Transcribe the records exactly. Pictures do not belong in the transcription.

(Photo-based point labeling data)
* * * * * * *
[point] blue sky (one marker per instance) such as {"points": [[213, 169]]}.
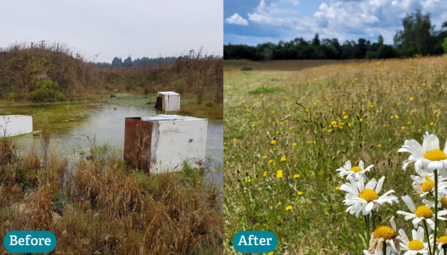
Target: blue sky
{"points": [[252, 22]]}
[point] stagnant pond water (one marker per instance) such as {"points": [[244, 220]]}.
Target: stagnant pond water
{"points": [[72, 123]]}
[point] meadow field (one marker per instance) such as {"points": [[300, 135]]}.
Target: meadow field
{"points": [[287, 132]]}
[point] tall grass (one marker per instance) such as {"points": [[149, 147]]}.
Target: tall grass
{"points": [[324, 117], [101, 207]]}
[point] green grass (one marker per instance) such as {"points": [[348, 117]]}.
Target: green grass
{"points": [[237, 62], [266, 90], [324, 117]]}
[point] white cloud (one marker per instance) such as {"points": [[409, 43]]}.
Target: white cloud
{"points": [[267, 14], [237, 20]]}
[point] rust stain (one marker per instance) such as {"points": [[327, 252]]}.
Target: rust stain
{"points": [[137, 143]]}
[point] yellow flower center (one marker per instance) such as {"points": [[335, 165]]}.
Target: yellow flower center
{"points": [[442, 239], [369, 195], [356, 169], [384, 232], [424, 212], [435, 155], [444, 202], [427, 186], [416, 245]]}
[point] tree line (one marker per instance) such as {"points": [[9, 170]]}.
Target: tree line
{"points": [[144, 61], [418, 37]]}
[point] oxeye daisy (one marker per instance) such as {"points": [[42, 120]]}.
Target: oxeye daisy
{"points": [[424, 183], [428, 155], [415, 246], [364, 198], [442, 245], [420, 214], [442, 201], [385, 235], [388, 252], [348, 170]]}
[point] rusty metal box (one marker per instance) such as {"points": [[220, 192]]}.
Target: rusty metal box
{"points": [[164, 142], [168, 101]]}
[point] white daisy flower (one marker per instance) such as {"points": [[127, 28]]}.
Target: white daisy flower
{"points": [[421, 213], [415, 246], [426, 184], [428, 155], [388, 252], [385, 236], [348, 170], [442, 243], [361, 198], [442, 201]]}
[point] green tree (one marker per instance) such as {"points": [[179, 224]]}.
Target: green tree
{"points": [[444, 45], [417, 36]]}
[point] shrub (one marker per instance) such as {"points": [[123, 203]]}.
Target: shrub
{"points": [[61, 97], [200, 98], [11, 97]]}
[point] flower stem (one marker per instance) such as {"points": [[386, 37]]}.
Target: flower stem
{"points": [[374, 219], [366, 217], [436, 209], [428, 236]]}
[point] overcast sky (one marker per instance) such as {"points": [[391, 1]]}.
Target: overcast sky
{"points": [[112, 28], [258, 21]]}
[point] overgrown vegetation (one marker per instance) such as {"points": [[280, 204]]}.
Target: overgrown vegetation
{"points": [[97, 205], [45, 72], [282, 148]]}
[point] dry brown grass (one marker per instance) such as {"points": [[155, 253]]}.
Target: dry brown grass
{"points": [[101, 207], [281, 65], [79, 78]]}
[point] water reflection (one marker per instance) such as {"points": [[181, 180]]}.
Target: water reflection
{"points": [[74, 124]]}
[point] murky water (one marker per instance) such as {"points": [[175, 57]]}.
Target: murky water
{"points": [[74, 124]]}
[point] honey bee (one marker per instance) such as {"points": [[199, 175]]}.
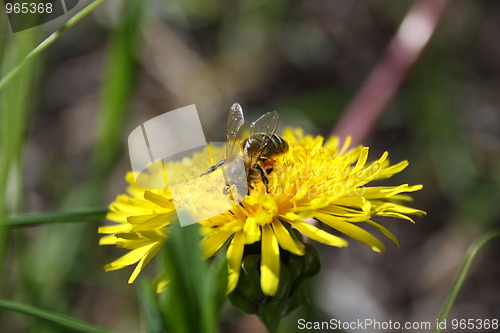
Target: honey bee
{"points": [[256, 143]]}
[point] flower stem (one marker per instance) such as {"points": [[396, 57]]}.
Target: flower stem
{"points": [[385, 79]]}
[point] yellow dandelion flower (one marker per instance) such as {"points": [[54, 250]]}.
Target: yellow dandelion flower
{"points": [[142, 218], [313, 180]]}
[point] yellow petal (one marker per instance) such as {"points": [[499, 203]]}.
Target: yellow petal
{"points": [[270, 263], [286, 241], [319, 235], [352, 231], [234, 255], [213, 242], [144, 261], [128, 259]]}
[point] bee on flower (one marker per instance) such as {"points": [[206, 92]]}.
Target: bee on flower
{"points": [[292, 179]]}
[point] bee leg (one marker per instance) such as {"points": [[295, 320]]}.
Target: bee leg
{"points": [[214, 167], [265, 180]]}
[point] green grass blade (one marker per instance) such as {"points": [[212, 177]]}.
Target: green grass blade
{"points": [[57, 318], [462, 273], [117, 92], [48, 41], [94, 214], [150, 308]]}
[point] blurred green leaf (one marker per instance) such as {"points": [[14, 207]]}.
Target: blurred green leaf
{"points": [[57, 318], [117, 92], [196, 289], [294, 270], [95, 214], [47, 42]]}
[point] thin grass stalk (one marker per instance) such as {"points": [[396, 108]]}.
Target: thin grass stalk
{"points": [[462, 273], [47, 42]]}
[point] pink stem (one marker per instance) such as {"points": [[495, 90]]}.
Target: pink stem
{"points": [[404, 49]]}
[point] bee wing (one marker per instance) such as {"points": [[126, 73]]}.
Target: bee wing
{"points": [[266, 124], [234, 130]]}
* * * * * * *
**Full response**
[point] blue sky (one marker per instance) such as {"points": [[213, 169]]}.
Target: blue sky
{"points": [[252, 22]]}
[point] stagnant pond water (one marker per instance) such as {"points": [[244, 220]]}.
Target: stagnant pond water
{"points": [[72, 123]]}
[point] meadow field (one marker per instance) such as {"points": [[300, 135]]}.
Target: meadow field
{"points": [[287, 132]]}
[point] tall grass (one marker per instance) such as {"points": [[149, 147]]}.
Target: tall grass
{"points": [[324, 117], [101, 207]]}
[point] green grass (one marker per instance) such as {"points": [[348, 117]]}.
Target: green grass
{"points": [[237, 62], [266, 90], [324, 117]]}
[point] white cloud (one marker per instance) such as {"points": [[409, 43]]}.
Target: white cloud
{"points": [[267, 14], [237, 20]]}
[point] rust stain (one marker per instance) such as {"points": [[327, 252]]}.
Target: rust stain
{"points": [[137, 143]]}
[point] yellow flower center (one marker per instance) such as {"points": [[335, 165]]}.
Target: yellow flower center
{"points": [[442, 239], [369, 195], [356, 169], [384, 232], [424, 212], [435, 155], [444, 202], [427, 186], [416, 245]]}
[point] tree line (one marker per instance) such as {"points": [[9, 170]]}.
Target: tree line
{"points": [[144, 61], [418, 37]]}
[point] oxeye daisy (one marker per instance) such as {"points": [[42, 120]]}.
Target: oxeye daisy
{"points": [[424, 183], [428, 155], [415, 246], [364, 198], [442, 245], [420, 214], [442, 201], [385, 235], [388, 252], [348, 170]]}
[point] rusty metal box (one marker per instance) such as {"points": [[220, 192]]}.
Target: rusty metal box
{"points": [[164, 142], [168, 101]]}
[point] white daisy flower (one marker per instance) such as {"points": [[127, 28]]}.
Target: white daisy flower
{"points": [[421, 213], [415, 246], [426, 184], [428, 155], [388, 252], [385, 236], [348, 170], [442, 243], [361, 198], [442, 201]]}
[point] green tree (one marker per instance) such as {"points": [[179, 224]]}.
Target: green tree
{"points": [[444, 45], [417, 36]]}
[point] shrub (one marker per instance) such as {"points": [[123, 203]]}.
Target: shrub
{"points": [[61, 97], [200, 98], [11, 97]]}
[point] flower stem (one marker per instance) such as {"points": [[386, 37]]}.
Target: flower stem
{"points": [[374, 219], [366, 217], [436, 209], [428, 236]]}
[point] overcast sky (one marker per instance) such as {"points": [[391, 1]]}.
Target: overcast sky
{"points": [[112, 28], [258, 21]]}
[point] overgrown vegetation (one marker per instance) such as {"points": [[280, 204]]}.
Target: overgrown vegetation
{"points": [[97, 205], [45, 72], [282, 148]]}
[point] dry brown grass (one marker per instance) such as {"points": [[155, 253]]}.
Target: dry brown grass
{"points": [[101, 207], [281, 65], [79, 78]]}
[point] water reflection (one marker per instance) such as {"points": [[181, 180]]}.
Target: water reflection
{"points": [[74, 124]]}
[point] murky water (one marker per instance) such as {"points": [[175, 57]]}.
Target: murky water
{"points": [[74, 124]]}
[point] honey bee (one marker per instance) such as {"points": [[199, 175]]}.
Target: honey bee
{"points": [[256, 143]]}
[point] flower stem (one marker per instance) such as {"points": [[396, 57]]}.
Target: flower stem
{"points": [[385, 79]]}
[point] yellow dandelion flower (one marker per instance) such as {"points": [[54, 250]]}.
Target: yellow dandelion flower
{"points": [[142, 218], [313, 180]]}
[point] yellow petal (one marker per instance) such as {"points": [[499, 203]]}.
Target: yellow petal
{"points": [[270, 263], [286, 241], [319, 235], [352, 231], [234, 255], [213, 242], [144, 261], [128, 259]]}
[point] bee on flower (one marker per instance) such as {"points": [[206, 92]]}.
Target: bee on flower
{"points": [[292, 179]]}
[point] bee leg (one marker per instance) such as {"points": [[295, 320]]}.
Target: bee leg
{"points": [[214, 167], [265, 180]]}
[point] green grass blade (one marker per instance) such as {"points": [[212, 177]]}.
Target: green grass blade
{"points": [[57, 318], [462, 273], [117, 92], [48, 41], [94, 214], [150, 308]]}
[point] blurred green leaf (one marker per instance) such as {"points": [[14, 207]]}.
Target: blurred green leaf
{"points": [[57, 318], [117, 92], [196, 289], [294, 270], [95, 214], [47, 42]]}
[point] thin grass stalk (one marker per instance) such as {"points": [[396, 108]]}.
Target: thin grass stalk
{"points": [[462, 273], [47, 42]]}
[point] pink stem (one marker per instance) such as {"points": [[495, 90]]}.
Target: pink stem
{"points": [[404, 49]]}
[point] bee wing (one marker per instance) such as {"points": [[126, 73]]}.
Target: bee wing
{"points": [[266, 124], [234, 130]]}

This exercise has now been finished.